*練習問題*
A) 山登りの文章に名前が出てくる山を、すべて挙げよ。
B) 山登りの文章によると、予想最高気温が何度くらいなら山のハブはまだ出てこないか。
C) 山登りの文章のうち、「島の山は、案外生物が少なく、当然、鳥も少ない。」で始まり「北部の天城岳も、沖縄最高峰の石垣島の於茂登岳よりもわずかに高い。」で終わる部分を、一字も変えずに書き写せ。

頂上でなく、山に登る

 


今更、山登りについて理解不能なことを記載はしないが、

私は盛り土の高いところに立って、嬉しいなぁとは思わぬので

自然を観察しに山へ入った。

 

島の山は、案外生物が少なく、当然、鳥も少ない。

太平洋のど真ん中には魚がほとんどいないが、大陸棚より浅い沿岸に

魚が多いのと似ているかもしれぬ。

動物は、変化のあるエッジに集まるものである。

 

中部の井之川岳は、奄美大島の湯湾岳に次ぐ、南西諸島2番目の高峰。

北部の天城岳も、沖縄最高峰の石垣島の於茂登岳よりもわずかに高い。

 

標高が100m高くなると0.6度ほど気温が下がるらしいので

都合3、4度は低いことになり、冬場は山頂で降雪があるなど気候差があり

微妙に生物相も違っているらしい。

 

ただ、結論から言うと、それほどでもない感じだ。

大洋にある島々だから、風の影響で大気がかき回されやすい。

ただし、凪いだときに気温が低いのは事実のようで、

植物の生育が、明らかに遅いようだ。

 

いったん晴れてしまえば、温まるのが早いということが

より特殊な環境でもあるような・・・

 

予想最高気温が22度くらいなら、山のハブはまだ出てこない。

登山道は、ジャングル獣道然としていて風通しは悪いが

蒸し暑さに襲われることはなく登ることができる。

直射日光にさらされては、10分で肌が焼けるが、

うっそうとした木立のため、ほとんど日差しは気にならない。

というか、曇ると暗すぎる・・・

 

まずは井之川岳に行ってみた。

 

このごろ業者や地元民のランなどの植物の盗掘ばやりだったり

イノシシが増えたためか、森のあらゆる地面が掘り返されたりして

登山道周辺は異様に殺風景である。

 

盗掘に遭ったあとから生えたのか小さな株しか見られない。

希少種のテンナンショウの小さな葉が、健気に開いている。

*提供情報*
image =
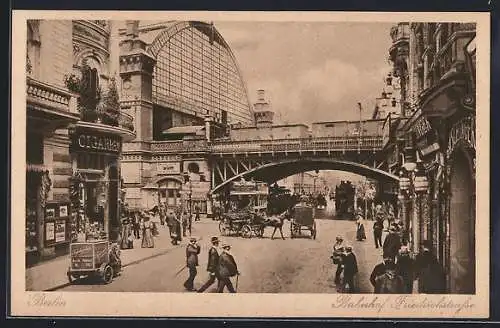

*各問の解答*
A) 井之川岳、湯湾岳、天城岳、於茂登岳

B) 22度くらい

C)
島の山は、案外生物が少なく、当然、鳥も少ない。

太平洋のど真ん中には魚がほとんどいないが、大陸棚より浅い沿岸に

魚が多いのと似ているかもしれぬ。

動物は、変化のあるエッジに集まるものである。

 

中部の井之川岳は、奄美大島の湯湾岳に次ぐ、南西諸島2番目の高峰。

北部の天城岳も、沖縄最高峰の石垣島の於茂登岳よりもわずかに高い。